• SOURCE DOCUMENT
——

Compilation album by Mormon Tabernacle Choir and Orchestra at Temple Square
- Released: 2004

= America's Choir =

America's Choir: Favorite Songs, Hymns, & Anthems is a compilation album released by the Mormon Tabernacle Choir and Orchestra at Temple Square. The choir was first called "America's Choir" by U.S. President Ronald Reagan. The choir has performed at the inaugurations of United States Presidents Lyndon B Johnson (1965), Richard M Nixon (1969), Ronald Reagan (1981), George Bush (1989), George W Bush (2001), and Donald Trump (2016). They also performed at the American Bicentennial, US Constitution bicentennial celebration, 2002 Winter Olympics (national anthem), and national broadcasts honoring the passing of US Presidents Franklin D Roosevelt and John F Kennedy.

The selections in this recording bring together favorite songs, hymns, and anthems from the Choir's repertoire. Other songs and anthems in this collection speak of the many facets of life: “Cindy” is a rousing folk song; “O Home Beloved,” a plaintive remembrance; “Come Thou Fount of Every Blessing,” a stirring tribute to the grace of God, “Climb Ev’ry Mountain,” the reach for dreams yet unrealized, “Battle Hymn of the Republic” the anthem that made the Choir famous.

——

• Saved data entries
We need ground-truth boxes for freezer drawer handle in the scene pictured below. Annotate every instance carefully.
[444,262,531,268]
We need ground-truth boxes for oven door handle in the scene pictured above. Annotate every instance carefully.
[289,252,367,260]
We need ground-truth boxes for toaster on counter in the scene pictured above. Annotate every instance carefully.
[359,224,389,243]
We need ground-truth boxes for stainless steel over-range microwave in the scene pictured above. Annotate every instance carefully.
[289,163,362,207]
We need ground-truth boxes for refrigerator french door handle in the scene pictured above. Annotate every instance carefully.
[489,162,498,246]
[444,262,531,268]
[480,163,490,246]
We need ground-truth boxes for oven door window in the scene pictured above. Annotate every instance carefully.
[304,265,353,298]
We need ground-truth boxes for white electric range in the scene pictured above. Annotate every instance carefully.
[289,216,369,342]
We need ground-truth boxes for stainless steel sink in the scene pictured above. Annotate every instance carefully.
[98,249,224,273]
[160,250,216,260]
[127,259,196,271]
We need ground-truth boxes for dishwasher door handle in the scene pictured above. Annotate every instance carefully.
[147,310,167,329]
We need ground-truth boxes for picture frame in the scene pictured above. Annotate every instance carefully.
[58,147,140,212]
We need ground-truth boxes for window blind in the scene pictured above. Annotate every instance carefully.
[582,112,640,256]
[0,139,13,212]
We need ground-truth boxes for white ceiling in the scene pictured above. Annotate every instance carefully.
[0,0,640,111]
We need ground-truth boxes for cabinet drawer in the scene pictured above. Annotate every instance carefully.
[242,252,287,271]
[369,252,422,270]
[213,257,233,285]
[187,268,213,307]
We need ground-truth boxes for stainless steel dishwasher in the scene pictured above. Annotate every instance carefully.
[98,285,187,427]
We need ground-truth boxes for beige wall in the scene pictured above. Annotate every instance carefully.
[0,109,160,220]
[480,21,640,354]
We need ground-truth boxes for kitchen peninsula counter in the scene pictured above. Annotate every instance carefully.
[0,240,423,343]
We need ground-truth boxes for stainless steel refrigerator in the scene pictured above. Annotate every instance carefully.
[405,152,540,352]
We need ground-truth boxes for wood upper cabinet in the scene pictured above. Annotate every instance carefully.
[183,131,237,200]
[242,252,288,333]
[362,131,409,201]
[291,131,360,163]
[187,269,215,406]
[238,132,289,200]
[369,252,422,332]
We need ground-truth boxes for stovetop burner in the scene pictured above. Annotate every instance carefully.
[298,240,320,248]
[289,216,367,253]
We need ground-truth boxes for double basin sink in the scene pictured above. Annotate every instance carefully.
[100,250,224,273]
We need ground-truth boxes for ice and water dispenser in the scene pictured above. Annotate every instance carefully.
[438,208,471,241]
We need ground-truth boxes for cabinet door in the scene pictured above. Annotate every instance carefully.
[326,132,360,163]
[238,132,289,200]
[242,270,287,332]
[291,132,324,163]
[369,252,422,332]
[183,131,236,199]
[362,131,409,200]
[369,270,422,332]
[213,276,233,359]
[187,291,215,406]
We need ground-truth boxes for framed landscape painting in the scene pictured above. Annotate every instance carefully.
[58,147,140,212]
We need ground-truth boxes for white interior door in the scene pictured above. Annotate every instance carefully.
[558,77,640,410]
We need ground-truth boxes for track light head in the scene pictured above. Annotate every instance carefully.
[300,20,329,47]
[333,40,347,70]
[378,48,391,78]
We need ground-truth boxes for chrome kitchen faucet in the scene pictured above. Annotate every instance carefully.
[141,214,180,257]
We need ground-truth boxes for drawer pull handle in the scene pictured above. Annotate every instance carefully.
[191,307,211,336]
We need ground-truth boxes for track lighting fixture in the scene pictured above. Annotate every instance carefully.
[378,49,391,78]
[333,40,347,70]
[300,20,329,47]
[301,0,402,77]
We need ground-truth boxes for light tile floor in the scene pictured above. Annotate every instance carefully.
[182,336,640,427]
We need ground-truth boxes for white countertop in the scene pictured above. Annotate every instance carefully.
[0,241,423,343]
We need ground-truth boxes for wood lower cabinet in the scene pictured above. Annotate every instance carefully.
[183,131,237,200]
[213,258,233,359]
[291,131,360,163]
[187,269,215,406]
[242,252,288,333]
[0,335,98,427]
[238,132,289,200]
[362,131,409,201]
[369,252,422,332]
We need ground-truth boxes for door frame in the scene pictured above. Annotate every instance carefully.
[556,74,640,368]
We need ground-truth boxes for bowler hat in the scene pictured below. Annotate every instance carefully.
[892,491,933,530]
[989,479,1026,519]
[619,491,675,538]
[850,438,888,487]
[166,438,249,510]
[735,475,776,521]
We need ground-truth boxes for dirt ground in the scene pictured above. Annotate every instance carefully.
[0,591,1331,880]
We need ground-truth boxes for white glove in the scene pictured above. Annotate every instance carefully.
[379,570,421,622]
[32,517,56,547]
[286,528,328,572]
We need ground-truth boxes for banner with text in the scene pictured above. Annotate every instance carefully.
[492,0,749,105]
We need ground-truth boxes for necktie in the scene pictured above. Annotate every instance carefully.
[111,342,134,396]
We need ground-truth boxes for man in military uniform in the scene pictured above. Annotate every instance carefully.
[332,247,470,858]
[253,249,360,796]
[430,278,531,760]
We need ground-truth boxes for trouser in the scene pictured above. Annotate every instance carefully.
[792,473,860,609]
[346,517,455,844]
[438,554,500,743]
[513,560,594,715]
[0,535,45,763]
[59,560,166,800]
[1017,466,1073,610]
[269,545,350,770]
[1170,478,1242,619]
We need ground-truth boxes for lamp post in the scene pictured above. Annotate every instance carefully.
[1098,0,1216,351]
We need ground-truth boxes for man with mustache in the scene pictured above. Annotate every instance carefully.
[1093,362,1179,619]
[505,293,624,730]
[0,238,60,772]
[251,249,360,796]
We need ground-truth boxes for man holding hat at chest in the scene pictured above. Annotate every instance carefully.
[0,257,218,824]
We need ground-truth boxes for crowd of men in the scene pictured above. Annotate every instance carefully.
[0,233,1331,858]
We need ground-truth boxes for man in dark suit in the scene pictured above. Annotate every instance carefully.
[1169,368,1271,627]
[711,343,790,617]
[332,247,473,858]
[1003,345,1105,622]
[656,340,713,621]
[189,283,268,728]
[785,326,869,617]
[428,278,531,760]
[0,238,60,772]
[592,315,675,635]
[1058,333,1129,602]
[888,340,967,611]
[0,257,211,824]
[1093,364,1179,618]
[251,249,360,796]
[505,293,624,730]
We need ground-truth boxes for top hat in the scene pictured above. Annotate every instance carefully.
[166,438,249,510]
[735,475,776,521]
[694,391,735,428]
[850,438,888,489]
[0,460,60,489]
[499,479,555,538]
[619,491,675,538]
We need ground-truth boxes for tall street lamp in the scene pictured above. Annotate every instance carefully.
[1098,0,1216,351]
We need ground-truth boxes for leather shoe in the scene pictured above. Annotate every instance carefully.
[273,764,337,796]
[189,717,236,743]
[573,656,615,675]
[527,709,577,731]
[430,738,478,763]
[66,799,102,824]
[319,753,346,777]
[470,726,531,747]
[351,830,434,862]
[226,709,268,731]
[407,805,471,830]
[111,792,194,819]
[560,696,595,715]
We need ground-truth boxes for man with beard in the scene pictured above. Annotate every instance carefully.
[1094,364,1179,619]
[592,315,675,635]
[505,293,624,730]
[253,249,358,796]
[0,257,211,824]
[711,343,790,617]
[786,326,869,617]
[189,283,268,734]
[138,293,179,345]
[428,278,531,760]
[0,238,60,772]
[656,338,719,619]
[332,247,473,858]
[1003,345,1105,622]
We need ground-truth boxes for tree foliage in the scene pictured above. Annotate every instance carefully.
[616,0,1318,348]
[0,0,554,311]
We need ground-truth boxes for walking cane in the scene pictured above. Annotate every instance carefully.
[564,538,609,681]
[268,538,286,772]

——

• JOBS
A: In the album description, which U.S. president first called the choir "America's Choir"?
B: Copy the rows exactly, beginning with the first line of the rows and stopping after the line that contains "[127,259,196,271]".

• TASK RESULTS
A: Ronald Reagan

B:
We need ground-truth boxes for freezer drawer handle in the scene pictured below. Annotate every instance carefully.
[444,262,531,268]
We need ground-truth boxes for oven door handle in the scene pictured above. Annotate every instance carefully.
[289,252,367,260]
We need ground-truth boxes for toaster on counter in the scene pictured above. Annotate every instance carefully.
[359,224,389,243]
We need ground-truth boxes for stainless steel over-range microwave in the scene pictured above. Annotate every instance carefully.
[289,163,362,207]
We need ground-truth boxes for refrigerator french door handle in the scene pictured above. Annotate every instance carefully.
[489,162,498,246]
[444,262,531,268]
[480,163,490,246]
We need ground-truth boxes for oven door window in the scene pictured above. Annotate every instance carefully.
[304,265,353,298]
We need ground-truth boxes for white electric range in the scene pictured above. Annotate every instance carefully.
[289,216,369,342]
We need ground-truth boxes for stainless steel sink in the scene pictured above. Annotate every instance carefully.
[98,249,224,273]
[160,250,216,260]
[127,259,196,271]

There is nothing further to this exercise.